● Text block:
>> BEGIN
Vegetables: I try to avoid veggies with high water content if the wrap is going to sit around for obvious reasons, but otherwise, anything works.  Cut into spears for maximum efficiency when eating. 

Some favorite combinations: 
rice paper-sushi rice-finely chopped boiled egg, carrot sticks,gojuchang; 
collared green leaf-Tuscan white bean dip, chopped black olives, sun dried tomatoes, walnuts; 
nori-guacamole, brown rice, black beans, red onion, spinach




GRAIN and PASTA SALADS
A leafy salad with a couple of cherry tomatoes is not going to get you through much of the day, so you need to get a little heavier. These are awkward to eat while driving, but I have always gotten them through airport security, and it's perfect for picnics.

Grains: farro, barley, bulgar, quinoa, short-grain rices (long grain gets too dry)
>> END
● Exercise description: Reproduce the stretch of the wraps and grain salads text from "Vegetables: I try" through "gets too dry)", word for word.

● Excerpts from a pointing dataset:
>> BEGIN
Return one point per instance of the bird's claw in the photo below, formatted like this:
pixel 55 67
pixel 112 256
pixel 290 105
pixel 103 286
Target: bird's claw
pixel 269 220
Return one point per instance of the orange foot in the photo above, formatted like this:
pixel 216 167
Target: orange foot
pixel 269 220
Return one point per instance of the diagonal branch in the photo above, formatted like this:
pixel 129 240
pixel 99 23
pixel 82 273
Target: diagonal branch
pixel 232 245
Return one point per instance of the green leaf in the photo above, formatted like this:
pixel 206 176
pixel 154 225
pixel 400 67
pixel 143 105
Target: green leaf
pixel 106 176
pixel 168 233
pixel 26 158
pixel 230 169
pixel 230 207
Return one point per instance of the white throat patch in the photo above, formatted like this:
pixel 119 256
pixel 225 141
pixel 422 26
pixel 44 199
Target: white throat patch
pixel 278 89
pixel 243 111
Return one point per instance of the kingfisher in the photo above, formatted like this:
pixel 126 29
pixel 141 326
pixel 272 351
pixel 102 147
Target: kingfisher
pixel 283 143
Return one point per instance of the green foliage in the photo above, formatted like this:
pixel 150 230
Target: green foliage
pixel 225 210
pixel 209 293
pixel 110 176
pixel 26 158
>> END
● Correct response:
Vegetables: I try to avoid veggies with high water content if the wrap is going to sit around for obvious reasons, but otherwise, anything works.  Cut into spears for maximum efficiency when eating. 

Some favorite combinations: 
rice paper-sushi rice-finely chopped boiled egg, carrot sticks,gojuchang; 
collared green leaf-Tuscan white bean dip, chopped black olives, sun dried tomatoes, walnuts; 
nori-guacamole, brown rice, black beans, red onion, spinach




GRAIN and PASTA SALADS
A leafy salad with a couple of cherry tomatoes is not going to get you through much of the day, so you need to get a little heavier. These are awkward to eat while driving, but I have always gotten them through airport security, and it's perfect for picnics.

Grains: farro, barley, bulgar, quinoa, short-grain rices (long grain gets too dry)